GIVEN EXERCISE »
List each line in the records below that contains the word "brick".
**** MATERIAL SHOWN ****
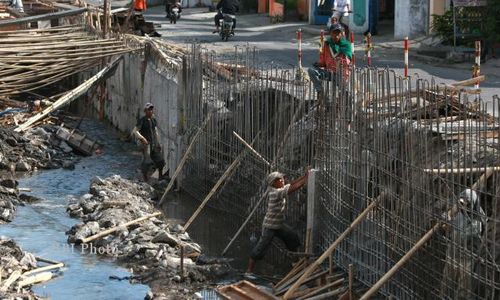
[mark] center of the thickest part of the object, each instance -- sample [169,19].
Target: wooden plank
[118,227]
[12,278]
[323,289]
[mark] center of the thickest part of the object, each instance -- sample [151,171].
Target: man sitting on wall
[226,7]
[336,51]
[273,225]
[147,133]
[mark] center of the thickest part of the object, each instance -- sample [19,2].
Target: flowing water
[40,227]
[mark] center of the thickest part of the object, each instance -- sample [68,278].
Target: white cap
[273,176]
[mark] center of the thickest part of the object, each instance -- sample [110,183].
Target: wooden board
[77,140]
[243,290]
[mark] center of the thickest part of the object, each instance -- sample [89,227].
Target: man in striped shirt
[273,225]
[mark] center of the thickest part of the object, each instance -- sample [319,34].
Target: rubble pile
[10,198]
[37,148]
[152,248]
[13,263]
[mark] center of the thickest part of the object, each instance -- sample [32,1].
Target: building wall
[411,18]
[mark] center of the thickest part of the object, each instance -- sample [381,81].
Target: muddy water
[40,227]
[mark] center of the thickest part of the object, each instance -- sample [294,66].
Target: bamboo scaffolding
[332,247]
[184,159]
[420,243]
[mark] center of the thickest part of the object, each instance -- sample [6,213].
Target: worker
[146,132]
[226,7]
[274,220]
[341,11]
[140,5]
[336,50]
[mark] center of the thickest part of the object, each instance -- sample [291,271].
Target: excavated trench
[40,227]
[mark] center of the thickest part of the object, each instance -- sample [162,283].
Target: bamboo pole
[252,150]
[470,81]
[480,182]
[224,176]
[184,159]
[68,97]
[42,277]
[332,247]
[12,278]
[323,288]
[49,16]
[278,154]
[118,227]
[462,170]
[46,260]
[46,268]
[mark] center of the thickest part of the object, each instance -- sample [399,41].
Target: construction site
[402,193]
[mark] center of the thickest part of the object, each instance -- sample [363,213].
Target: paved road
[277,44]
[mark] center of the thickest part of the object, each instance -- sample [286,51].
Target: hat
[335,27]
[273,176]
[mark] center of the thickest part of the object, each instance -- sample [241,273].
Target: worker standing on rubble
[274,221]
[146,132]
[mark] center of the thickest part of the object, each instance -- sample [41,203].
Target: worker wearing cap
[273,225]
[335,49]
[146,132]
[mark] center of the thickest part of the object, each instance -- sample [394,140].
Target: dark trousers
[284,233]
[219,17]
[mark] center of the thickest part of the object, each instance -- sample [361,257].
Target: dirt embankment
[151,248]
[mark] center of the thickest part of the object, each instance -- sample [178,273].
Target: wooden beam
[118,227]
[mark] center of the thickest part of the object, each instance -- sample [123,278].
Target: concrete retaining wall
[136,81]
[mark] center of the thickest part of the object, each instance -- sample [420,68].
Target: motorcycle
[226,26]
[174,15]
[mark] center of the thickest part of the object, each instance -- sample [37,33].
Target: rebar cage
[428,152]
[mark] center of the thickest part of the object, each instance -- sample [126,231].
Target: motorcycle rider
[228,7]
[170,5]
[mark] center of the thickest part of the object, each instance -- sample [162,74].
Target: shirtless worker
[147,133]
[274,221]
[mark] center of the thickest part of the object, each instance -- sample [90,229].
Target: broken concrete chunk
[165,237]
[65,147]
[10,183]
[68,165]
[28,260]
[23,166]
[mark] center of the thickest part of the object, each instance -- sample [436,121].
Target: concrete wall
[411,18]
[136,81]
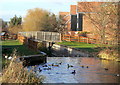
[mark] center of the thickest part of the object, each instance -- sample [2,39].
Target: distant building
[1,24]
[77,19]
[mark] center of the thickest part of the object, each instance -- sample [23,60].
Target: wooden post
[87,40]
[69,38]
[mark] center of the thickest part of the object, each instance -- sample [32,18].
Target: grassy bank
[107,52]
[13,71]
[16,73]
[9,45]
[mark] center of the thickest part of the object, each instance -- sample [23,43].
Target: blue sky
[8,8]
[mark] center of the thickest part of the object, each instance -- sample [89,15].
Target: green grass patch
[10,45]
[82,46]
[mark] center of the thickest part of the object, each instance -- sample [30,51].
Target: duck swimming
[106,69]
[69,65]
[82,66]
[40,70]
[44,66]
****
**** MATERIAL SHOWN ****
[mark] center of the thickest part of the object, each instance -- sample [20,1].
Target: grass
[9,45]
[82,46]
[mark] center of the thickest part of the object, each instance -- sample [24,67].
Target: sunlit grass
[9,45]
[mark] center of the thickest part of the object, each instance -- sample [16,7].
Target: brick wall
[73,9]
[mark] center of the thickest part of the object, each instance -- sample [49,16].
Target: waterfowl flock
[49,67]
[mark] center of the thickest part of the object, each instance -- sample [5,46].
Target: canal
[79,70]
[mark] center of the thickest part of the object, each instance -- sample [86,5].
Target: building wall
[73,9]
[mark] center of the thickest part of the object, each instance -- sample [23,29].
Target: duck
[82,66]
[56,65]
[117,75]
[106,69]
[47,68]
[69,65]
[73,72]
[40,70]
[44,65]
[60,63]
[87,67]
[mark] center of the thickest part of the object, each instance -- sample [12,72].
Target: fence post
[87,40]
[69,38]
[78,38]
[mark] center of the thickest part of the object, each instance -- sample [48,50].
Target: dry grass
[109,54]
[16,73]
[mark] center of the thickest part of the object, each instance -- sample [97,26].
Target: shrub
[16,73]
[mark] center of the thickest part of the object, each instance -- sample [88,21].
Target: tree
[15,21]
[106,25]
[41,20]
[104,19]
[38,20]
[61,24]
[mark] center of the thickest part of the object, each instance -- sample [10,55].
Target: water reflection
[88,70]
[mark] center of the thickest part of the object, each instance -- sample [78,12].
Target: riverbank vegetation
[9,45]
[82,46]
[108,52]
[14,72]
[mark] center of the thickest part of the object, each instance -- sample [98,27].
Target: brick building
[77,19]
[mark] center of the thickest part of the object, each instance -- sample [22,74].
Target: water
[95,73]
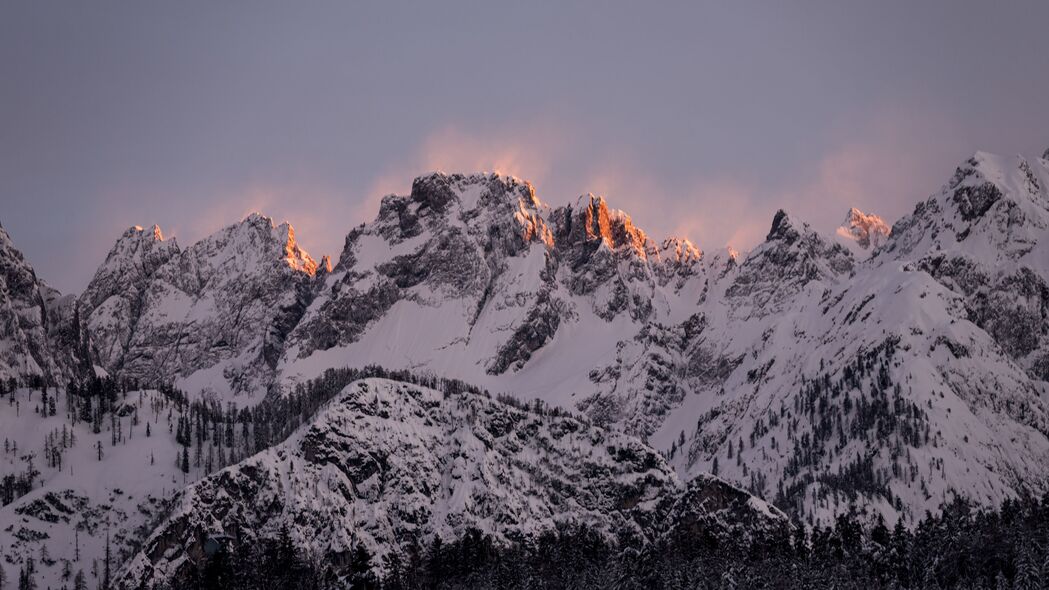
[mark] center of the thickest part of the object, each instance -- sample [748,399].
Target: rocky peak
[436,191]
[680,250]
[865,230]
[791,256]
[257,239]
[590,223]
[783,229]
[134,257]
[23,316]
****
EXPECTED ANSWER »
Target: brick wall
Target: brick building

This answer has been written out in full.